◆ Requirement:
Repeat each entry word for word.

◆ Exercise inputs:
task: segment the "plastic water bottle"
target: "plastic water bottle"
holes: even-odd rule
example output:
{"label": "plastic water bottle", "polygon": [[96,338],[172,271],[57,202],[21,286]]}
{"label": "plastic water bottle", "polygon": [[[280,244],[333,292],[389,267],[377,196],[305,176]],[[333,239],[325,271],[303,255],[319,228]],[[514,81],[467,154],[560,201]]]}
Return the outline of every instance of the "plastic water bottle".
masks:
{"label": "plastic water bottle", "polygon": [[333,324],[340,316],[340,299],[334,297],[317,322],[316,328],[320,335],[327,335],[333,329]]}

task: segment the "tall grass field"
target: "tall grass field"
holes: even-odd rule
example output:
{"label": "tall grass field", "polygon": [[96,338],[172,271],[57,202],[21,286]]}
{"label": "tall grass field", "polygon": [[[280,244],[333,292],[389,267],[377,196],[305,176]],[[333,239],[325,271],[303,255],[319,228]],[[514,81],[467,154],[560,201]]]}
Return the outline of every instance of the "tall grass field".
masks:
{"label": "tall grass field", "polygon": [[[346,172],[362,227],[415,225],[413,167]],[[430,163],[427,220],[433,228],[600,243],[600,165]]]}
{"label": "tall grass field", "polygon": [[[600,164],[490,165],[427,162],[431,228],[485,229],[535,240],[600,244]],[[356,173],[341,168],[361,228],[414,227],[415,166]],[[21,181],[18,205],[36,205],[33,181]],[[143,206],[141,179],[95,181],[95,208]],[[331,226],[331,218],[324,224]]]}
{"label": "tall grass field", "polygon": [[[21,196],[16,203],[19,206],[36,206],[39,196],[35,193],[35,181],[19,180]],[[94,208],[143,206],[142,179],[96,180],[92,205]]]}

◆ Task result:
task: segment the "plastic water bottle"
target: "plastic water bottle"
holes: even-odd rule
example output:
{"label": "plastic water bottle", "polygon": [[96,338],[172,271],[57,202],[21,286]]}
{"label": "plastic water bottle", "polygon": [[[280,244],[333,292],[389,267],[377,196],[305,176]],[[333,239],[325,271],[303,255],[319,228]],[[514,81],[467,154],[560,201]]]}
Return the outline of every instance of the "plastic water bottle".
masks:
{"label": "plastic water bottle", "polygon": [[333,324],[340,316],[340,299],[334,297],[317,322],[316,328],[320,335],[327,335],[333,329]]}

task: segment the "tall grass field"
target: "tall grass field"
holes: even-odd rule
example output:
{"label": "tall grass field", "polygon": [[96,338],[172,271],[57,202],[21,286]]}
{"label": "tall grass field", "polygon": [[[280,244],[333,292],[389,267],[377,196],[305,176]],[[333,239],[325,271],[303,255],[319,228]],[[514,81],[467,154],[560,201]]]}
Return the outline of every instance of the "tall grass field".
masks:
{"label": "tall grass field", "polygon": [[[346,172],[362,227],[415,225],[413,167]],[[430,163],[427,220],[433,228],[600,243],[600,165]]]}
{"label": "tall grass field", "polygon": [[[600,164],[490,165],[427,162],[431,228],[485,229],[535,240],[600,244]],[[356,173],[341,168],[361,228],[414,227],[415,166]],[[21,181],[18,205],[36,205],[33,181]],[[143,206],[141,179],[95,181],[95,208]],[[331,226],[331,218],[324,224]]]}
{"label": "tall grass field", "polygon": [[[21,196],[16,203],[19,206],[36,206],[39,196],[35,193],[35,181],[19,180]],[[94,208],[143,206],[142,179],[96,180],[92,205]]]}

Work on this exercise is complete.